[BEGIN]

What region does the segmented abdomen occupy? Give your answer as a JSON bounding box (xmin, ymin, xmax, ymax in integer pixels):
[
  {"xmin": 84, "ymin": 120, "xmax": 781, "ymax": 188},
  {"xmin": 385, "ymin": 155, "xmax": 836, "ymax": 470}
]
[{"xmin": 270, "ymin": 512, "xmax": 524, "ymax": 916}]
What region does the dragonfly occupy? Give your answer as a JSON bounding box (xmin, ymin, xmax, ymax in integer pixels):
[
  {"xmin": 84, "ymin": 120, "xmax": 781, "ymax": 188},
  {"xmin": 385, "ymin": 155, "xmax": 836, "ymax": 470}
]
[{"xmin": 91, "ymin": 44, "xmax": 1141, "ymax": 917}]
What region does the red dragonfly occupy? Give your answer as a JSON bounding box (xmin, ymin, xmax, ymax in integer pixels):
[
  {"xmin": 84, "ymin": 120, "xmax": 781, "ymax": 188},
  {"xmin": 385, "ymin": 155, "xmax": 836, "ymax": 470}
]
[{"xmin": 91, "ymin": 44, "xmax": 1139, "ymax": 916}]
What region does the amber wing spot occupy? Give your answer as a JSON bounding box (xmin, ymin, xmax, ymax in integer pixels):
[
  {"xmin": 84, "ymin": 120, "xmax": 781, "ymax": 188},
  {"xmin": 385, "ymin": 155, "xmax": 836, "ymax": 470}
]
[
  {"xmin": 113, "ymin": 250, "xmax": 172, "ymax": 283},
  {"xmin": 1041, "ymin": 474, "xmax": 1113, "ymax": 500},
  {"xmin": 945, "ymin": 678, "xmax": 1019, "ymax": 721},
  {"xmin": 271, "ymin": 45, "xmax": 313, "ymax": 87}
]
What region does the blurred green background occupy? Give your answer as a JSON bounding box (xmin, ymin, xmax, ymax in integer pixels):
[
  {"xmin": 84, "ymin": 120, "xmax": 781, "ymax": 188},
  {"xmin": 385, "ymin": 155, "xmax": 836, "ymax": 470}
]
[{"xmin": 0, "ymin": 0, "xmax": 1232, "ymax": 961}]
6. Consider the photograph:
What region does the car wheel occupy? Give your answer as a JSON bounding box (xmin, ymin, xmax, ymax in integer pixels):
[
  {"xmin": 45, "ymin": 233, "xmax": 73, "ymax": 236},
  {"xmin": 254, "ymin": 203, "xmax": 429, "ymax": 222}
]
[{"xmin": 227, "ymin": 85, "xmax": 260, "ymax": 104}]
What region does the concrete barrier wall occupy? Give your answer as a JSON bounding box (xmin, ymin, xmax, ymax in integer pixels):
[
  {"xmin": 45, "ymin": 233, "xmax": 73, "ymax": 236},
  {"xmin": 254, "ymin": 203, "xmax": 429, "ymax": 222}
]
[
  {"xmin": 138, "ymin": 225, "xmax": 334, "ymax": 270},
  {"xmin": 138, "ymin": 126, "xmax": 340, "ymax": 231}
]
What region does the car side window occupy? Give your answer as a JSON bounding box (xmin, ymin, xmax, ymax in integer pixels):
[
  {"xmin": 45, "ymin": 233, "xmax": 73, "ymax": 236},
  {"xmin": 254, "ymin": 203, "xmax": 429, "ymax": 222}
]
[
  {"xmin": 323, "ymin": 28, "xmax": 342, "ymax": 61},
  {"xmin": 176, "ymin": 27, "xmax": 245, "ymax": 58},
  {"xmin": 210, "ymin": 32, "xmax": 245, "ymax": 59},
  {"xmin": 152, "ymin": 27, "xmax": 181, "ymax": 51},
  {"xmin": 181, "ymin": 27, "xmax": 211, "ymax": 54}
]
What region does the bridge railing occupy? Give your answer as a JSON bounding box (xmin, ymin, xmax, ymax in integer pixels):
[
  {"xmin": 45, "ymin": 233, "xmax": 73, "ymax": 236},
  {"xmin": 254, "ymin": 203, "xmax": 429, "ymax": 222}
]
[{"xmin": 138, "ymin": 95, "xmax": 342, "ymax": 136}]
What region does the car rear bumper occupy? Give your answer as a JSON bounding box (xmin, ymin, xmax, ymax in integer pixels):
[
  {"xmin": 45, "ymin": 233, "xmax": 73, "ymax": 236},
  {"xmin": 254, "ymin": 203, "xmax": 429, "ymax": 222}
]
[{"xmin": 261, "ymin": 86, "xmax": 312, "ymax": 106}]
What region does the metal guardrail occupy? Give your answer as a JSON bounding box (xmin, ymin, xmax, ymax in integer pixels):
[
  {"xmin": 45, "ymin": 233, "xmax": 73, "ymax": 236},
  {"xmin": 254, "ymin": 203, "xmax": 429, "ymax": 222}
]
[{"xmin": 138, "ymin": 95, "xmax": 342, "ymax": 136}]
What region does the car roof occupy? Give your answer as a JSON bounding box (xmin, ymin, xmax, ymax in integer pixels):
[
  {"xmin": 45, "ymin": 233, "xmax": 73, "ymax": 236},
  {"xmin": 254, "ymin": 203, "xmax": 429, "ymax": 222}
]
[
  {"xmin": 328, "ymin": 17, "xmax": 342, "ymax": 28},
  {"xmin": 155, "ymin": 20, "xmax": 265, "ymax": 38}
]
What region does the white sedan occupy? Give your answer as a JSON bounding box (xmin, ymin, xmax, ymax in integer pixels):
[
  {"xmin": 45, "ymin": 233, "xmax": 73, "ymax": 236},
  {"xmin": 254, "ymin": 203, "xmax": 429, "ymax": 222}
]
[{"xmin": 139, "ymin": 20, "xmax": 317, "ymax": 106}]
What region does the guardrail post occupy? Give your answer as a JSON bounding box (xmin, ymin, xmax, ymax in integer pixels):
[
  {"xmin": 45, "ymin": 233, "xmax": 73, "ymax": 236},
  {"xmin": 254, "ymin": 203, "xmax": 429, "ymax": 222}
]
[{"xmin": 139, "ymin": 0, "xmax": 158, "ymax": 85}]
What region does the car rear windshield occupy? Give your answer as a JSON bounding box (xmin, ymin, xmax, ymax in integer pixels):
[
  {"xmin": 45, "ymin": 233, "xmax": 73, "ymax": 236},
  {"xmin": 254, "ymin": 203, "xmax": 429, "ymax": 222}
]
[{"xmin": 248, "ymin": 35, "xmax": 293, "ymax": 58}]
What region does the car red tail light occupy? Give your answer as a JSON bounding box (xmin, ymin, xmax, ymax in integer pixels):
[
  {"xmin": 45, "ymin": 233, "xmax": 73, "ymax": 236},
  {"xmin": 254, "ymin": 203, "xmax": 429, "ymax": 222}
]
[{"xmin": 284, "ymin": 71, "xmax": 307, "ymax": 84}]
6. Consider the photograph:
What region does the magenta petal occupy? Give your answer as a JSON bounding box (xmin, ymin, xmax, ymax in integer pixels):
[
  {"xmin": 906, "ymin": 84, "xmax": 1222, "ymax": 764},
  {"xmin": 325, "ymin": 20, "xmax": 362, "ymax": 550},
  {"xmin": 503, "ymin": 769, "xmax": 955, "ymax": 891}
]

[END]

## [Your goal]
Pick out each line in the entries above that contains the word "dragonfly", and copy those lines in full.

## [Exercise solution]
What region does the dragonfly occupy? Give your answer as a JSON bounding box (xmin, ymin, xmax, ymax in integer pixels):
What region does the red dragonfly occupy? Give your answer as a JSON bounding box (xmin, ymin, xmax, ymax in integer pixels):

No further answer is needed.